** begin Records for processing **
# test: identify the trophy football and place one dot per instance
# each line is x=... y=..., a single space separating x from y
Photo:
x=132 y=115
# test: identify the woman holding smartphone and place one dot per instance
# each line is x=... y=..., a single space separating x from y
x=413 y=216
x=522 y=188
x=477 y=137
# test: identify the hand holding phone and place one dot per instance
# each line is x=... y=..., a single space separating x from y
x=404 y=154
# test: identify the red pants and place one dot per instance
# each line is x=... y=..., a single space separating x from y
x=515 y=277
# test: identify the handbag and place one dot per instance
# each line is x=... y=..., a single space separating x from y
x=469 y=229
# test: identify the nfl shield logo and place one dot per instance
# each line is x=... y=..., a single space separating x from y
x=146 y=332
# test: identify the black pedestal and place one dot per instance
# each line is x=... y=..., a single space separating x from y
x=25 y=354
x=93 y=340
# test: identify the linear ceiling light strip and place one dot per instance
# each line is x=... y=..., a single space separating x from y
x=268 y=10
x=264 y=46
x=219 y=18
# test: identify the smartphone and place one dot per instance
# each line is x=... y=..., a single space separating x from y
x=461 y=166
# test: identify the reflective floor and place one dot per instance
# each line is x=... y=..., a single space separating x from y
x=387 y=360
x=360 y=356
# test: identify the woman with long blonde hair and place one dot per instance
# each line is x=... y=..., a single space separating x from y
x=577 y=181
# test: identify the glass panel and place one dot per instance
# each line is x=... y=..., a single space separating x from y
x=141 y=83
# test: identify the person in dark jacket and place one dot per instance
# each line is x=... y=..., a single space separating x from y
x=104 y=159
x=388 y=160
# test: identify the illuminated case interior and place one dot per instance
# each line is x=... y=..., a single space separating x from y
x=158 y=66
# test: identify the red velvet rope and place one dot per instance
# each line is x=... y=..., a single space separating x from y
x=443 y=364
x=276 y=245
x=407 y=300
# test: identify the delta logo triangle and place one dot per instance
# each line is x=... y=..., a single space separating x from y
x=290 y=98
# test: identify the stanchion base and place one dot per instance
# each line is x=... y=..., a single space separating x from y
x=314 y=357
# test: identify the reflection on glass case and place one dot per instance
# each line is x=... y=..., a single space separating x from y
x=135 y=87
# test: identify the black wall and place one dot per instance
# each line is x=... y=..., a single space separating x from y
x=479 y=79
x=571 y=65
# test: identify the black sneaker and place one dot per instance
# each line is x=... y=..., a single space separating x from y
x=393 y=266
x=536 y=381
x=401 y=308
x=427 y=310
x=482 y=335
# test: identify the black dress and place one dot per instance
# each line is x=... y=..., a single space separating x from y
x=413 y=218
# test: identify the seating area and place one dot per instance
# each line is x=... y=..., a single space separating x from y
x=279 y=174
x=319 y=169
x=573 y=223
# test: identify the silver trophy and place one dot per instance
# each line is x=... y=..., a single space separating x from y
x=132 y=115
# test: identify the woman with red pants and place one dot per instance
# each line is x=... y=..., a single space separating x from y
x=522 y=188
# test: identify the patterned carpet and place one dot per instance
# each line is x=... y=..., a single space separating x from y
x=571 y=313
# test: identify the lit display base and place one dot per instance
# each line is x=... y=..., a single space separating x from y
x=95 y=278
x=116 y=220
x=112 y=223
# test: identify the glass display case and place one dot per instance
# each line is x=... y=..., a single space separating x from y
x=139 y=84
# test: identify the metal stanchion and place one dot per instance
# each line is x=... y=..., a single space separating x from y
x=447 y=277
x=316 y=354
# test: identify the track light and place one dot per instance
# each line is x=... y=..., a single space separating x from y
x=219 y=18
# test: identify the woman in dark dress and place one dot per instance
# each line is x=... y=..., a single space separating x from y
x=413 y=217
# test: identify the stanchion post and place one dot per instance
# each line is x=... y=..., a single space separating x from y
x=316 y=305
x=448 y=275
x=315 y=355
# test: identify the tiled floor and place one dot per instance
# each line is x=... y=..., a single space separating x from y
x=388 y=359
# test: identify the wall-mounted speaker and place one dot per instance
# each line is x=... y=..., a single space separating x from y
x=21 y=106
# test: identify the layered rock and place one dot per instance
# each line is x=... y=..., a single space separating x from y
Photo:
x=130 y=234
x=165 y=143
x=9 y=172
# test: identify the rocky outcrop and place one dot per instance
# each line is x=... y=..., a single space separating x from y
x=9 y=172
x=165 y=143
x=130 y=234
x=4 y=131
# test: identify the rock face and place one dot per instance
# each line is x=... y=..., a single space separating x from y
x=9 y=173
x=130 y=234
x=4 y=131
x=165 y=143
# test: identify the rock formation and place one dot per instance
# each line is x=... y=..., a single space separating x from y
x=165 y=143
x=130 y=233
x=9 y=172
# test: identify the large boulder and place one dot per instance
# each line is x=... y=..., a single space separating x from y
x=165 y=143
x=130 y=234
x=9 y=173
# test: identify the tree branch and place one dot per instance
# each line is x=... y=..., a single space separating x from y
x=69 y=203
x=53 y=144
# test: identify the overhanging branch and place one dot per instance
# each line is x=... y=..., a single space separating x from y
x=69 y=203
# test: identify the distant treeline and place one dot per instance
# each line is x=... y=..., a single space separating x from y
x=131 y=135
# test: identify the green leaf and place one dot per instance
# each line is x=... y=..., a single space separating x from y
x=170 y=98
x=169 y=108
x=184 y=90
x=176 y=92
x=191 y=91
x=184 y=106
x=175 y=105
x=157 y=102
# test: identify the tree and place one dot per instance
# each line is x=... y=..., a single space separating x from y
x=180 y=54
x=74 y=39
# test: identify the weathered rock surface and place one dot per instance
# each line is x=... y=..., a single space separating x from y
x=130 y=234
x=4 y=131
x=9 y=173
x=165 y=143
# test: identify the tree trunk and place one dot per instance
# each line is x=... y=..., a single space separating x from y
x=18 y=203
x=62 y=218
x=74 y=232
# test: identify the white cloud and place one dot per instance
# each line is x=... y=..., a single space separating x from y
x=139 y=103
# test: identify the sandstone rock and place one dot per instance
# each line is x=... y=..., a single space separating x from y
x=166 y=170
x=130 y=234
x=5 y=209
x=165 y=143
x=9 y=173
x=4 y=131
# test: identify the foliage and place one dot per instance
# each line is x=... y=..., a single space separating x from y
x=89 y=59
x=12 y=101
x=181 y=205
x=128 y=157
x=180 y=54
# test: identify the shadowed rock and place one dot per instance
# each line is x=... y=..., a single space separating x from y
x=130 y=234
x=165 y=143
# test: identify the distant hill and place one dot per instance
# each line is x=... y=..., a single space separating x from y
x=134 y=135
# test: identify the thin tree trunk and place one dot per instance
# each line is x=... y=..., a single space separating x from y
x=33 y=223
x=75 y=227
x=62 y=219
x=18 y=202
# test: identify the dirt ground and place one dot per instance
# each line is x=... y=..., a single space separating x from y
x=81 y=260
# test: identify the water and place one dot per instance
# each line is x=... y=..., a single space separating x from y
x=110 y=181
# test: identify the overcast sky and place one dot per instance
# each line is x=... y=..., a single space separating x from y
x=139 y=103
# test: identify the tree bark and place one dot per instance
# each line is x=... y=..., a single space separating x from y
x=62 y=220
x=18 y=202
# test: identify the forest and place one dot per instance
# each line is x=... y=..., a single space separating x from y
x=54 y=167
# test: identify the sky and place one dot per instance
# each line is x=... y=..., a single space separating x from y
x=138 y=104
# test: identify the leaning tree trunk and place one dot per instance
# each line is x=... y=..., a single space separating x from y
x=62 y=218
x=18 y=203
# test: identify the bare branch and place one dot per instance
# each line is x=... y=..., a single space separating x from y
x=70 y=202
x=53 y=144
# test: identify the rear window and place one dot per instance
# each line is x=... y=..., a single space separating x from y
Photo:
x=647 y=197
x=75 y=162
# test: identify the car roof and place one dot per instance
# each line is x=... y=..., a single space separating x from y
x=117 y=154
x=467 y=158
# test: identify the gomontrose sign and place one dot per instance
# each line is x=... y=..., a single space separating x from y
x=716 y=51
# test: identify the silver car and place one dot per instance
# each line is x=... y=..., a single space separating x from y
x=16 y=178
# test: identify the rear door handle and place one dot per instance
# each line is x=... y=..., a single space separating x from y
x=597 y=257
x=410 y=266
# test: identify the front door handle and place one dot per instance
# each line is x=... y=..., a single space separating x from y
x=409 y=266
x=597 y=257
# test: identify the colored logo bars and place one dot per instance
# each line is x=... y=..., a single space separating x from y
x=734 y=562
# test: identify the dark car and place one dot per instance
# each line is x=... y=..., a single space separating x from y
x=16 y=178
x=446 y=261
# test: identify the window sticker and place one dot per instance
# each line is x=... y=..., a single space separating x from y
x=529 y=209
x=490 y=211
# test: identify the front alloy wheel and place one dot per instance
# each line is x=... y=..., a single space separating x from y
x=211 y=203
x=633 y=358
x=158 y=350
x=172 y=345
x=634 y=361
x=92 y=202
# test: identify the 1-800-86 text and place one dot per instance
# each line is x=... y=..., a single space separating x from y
** end Records for processing **
**Work instructions**
Rescale the stretch from the start of the material through the line containing "x=469 y=229", both ends included, and reproduce every line with the requests kept as they are. Multiply each x and y coordinate in the answers by 2.35 and round to whole numbers, with halves rounded up.

**Final result**
# test: identify the trophy football and place one dot per instance
# each line is x=... y=..., a single space separating x from y
Photo:
x=310 y=270
# test: identify the woman holding smartphone and place one dot per instance
# each line is x=... y=..., a single space separating x from y
x=971 y=508
x=1227 y=442
x=1121 y=322
# test: identify the hand holding phone and place one dot per instance
# each line is x=... y=..., a single space separating x from y
x=949 y=362
# test: identify the red pants and place one dot per instance
# each line is x=... y=..., a single space separating x from y
x=1210 y=651
# test: identify the handbag and place one dot per instance
# each line is x=... y=..., a single space separating x from y
x=1102 y=538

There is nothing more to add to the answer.